Task inputs:
'''
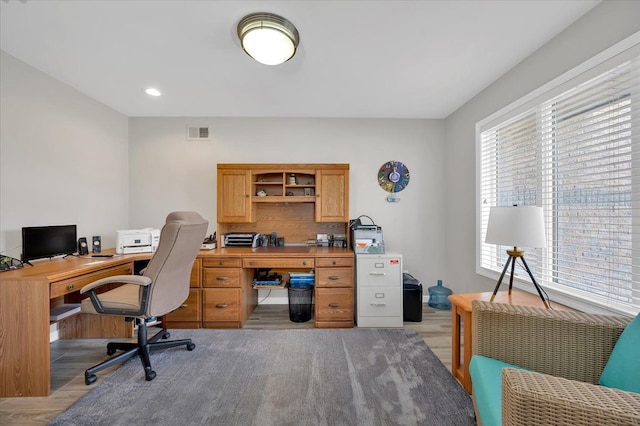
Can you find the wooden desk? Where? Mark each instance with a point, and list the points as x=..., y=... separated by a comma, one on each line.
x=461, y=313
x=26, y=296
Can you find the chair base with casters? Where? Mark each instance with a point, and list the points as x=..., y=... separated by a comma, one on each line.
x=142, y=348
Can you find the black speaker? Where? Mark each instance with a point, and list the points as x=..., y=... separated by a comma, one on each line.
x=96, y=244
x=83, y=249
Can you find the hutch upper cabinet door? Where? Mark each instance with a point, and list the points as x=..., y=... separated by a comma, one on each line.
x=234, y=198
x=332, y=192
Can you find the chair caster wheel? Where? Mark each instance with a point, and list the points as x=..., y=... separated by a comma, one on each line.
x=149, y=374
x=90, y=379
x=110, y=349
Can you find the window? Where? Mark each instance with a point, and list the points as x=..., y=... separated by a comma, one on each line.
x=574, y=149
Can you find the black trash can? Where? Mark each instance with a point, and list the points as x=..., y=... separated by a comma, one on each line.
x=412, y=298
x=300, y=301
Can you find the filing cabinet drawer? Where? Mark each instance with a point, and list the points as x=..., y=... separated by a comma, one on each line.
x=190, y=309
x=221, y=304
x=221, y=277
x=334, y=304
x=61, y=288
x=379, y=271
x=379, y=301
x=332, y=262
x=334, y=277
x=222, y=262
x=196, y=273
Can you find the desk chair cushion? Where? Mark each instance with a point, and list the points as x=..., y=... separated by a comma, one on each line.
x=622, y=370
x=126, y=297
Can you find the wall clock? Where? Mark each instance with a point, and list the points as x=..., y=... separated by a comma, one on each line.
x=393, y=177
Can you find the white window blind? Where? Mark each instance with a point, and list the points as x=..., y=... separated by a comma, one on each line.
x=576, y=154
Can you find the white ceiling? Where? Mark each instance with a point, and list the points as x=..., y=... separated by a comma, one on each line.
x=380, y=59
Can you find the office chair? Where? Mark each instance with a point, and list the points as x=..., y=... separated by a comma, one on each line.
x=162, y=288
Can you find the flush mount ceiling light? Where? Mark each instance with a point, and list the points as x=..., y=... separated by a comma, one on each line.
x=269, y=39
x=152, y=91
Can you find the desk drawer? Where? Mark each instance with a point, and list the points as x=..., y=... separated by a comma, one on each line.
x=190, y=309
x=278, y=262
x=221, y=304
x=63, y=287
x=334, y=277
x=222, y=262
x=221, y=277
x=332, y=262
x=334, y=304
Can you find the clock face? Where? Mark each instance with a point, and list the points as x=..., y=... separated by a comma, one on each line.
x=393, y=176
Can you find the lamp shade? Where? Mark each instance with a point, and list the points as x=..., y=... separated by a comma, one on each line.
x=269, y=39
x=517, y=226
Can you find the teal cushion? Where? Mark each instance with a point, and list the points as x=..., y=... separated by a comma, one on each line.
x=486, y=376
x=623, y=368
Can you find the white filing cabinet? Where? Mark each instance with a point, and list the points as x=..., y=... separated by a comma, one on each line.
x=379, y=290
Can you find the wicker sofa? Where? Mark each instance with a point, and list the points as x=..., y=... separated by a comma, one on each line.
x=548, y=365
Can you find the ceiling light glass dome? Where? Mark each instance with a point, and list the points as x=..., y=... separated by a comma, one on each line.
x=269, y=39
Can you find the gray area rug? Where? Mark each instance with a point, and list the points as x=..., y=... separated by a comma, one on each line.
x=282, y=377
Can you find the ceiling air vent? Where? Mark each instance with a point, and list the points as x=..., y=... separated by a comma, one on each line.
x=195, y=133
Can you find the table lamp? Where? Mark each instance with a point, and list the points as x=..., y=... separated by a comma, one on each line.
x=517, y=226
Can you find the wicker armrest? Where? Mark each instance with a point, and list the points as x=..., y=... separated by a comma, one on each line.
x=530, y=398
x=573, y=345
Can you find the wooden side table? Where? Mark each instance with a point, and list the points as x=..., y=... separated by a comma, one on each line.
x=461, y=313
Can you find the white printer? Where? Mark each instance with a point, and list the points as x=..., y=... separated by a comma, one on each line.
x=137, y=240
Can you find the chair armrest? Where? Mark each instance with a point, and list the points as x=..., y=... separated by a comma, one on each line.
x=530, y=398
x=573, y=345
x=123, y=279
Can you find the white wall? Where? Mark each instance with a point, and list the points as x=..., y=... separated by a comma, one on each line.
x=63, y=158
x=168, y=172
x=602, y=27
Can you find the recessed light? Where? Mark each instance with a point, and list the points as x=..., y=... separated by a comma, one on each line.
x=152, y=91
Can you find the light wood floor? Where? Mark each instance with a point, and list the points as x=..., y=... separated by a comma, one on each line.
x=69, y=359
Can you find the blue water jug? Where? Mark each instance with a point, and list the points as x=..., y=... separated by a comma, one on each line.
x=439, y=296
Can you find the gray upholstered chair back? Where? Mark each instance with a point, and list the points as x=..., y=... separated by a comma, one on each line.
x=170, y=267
'''
What you will do: Please edit the material above by changing every "Mark each instance" to "Label every instance" and leaving everything else as it is. Omit the pictures from your answer.

Exercise output:
Can you find the wooden desk? Where? Label every instance with a point, and list the points as x=..., y=... separated by a comma, one on each line.
x=461, y=313
x=26, y=296
Can you find the chair base with casters? Where? Label every instance with a point, and list the points as x=..., y=... separated by a comma, one on each line.
x=142, y=348
Can you find the black speaker? Where? Label every instance with a point, and list the points as x=..., y=... separated by a comma, one on each line.
x=96, y=244
x=83, y=249
Can you find the hutch upper cabinet door? Where? Label every instance with a point, and list the points as x=..., y=... separated by a comma, one on each line.
x=234, y=198
x=332, y=192
Can you find the chair caster wheel? Where? Label every instance with a point, and list the points as x=..., y=... separated by a comma, one on each line.
x=149, y=374
x=90, y=379
x=110, y=349
Can you find the window? Where? Label every instance with a point, and list the points as x=..., y=... separated by a comma, one on each line.
x=574, y=149
Can you find the black trash can? Where? Label every instance with a point, and list the points as x=..., y=... separated by a comma, one on each line.
x=412, y=298
x=300, y=301
Can you find the filing cabinet drawer? Where? Label every instance with a point, and list the points as x=..., y=... separated by a comma, one on each line.
x=190, y=309
x=221, y=304
x=221, y=277
x=334, y=304
x=61, y=288
x=379, y=271
x=379, y=301
x=332, y=262
x=334, y=277
x=222, y=262
x=196, y=273
Can you find the desk chair cushion? Where? Label every instance with a point, and list the points as x=..., y=... separated by a comma, one on each line.
x=622, y=370
x=126, y=297
Can you find the wall clock? Where? Label every instance with a point, and list the points as x=..., y=... separated by a comma, one on each line.
x=393, y=177
Can you find the white window blind? Where? Label every instance with a point, and list the points as x=..., y=... separated by a comma, one on each line.
x=576, y=154
Can you find the white ceiling? Where? Label every instance with a point, and list the points as x=..., y=... separated by a comma, one on each line.
x=380, y=59
Can you find the office chair? Where? Label every instance with a point, and list the points as x=..., y=... separated by a comma, one on each line.
x=162, y=288
Can you find the flush mount ceiling light? Where? Label every instance with a point, and list the points as x=..., y=... separated by a comma, one on each line.
x=269, y=39
x=152, y=91
Can you find the desk drawer? Where? Label every instance with a point, and list the points as x=..., y=... separated by a comma, one on each line.
x=190, y=309
x=278, y=262
x=221, y=304
x=63, y=287
x=334, y=277
x=222, y=262
x=221, y=277
x=332, y=262
x=334, y=304
Can you find the clock face? Where? Label every instance with a point, and list the points as x=..., y=... separated by a comma, one on each line.
x=393, y=176
Can you find the lamp shade? Where? Label every instance with a point, and list the points as x=..., y=... separated by a comma, one on each line.
x=269, y=39
x=517, y=226
Can you find the teal cushion? Where? Label every instance with a point, and list the points as x=..., y=... separated by a comma, one on each line.
x=486, y=376
x=623, y=368
Can you find the white filing cabinet? Where? Label every instance with a point, and list the points as x=..., y=... separated by a comma, one on each line.
x=379, y=290
Can you find the wicker sofa? Where? Label every instance with a point, and list the points as x=..., y=... separated by a comma, one on each line.
x=548, y=365
Can you find the ceiling light glass dome? Where? Label every instance with a point, and list the points as x=..., y=... separated by a comma, one on each line.
x=269, y=39
Can you find the gray area rug? Where? Label every instance with a point, and list the points as x=..., y=... separated by a comma, one on each line.
x=282, y=377
Can you find the ceiling air vent? Where? Label every instance with a point, and list the points as x=..., y=... separated by a comma, one on each line.
x=195, y=133
Can you find the table lamp? Where? Label every instance with a point, and list the points as x=..., y=... separated by a comma, one on each line.
x=517, y=226
Can you find the wicker armrest? Where? Label every instance with a point, and list the points as x=..., y=... separated by a comma, one on each line.
x=530, y=398
x=573, y=345
Can you find the wooden side table? Where? Label every instance with a point, and list the points as x=..., y=... separated by a comma, one on each line.
x=461, y=313
Can you find the white printer? Where? Label every instance with a point, and list the points as x=..., y=... separated by a comma, one on each line.
x=137, y=240
Can you find the chair armrest? Where? Label every instance with a point, and list the points as x=..., y=... separated by a comma, one on each line.
x=530, y=398
x=573, y=345
x=123, y=279
Can you find the white wall? Where? Label every instance with a point, and list the points as x=..., y=... separated by a comma, one on each line.
x=63, y=158
x=168, y=172
x=602, y=27
Can you find the recessed light? Where? Label every instance with a point, and list the points as x=..., y=... separated by a comma, one on each line.
x=152, y=91
Can you find the light wood floor? Where? Label every instance with a point, and list the points as x=..., y=... separated by a comma, one on each line.
x=69, y=359
Can you find the blue water jug? Where? Label every instance with a point, and list the points as x=..., y=... separated by a comma, one on each line.
x=439, y=296
Can you find the gray upholstered chair back? Where? Label every instance with a point, and list the points as x=..., y=... separated by a comma, one on each line.
x=170, y=267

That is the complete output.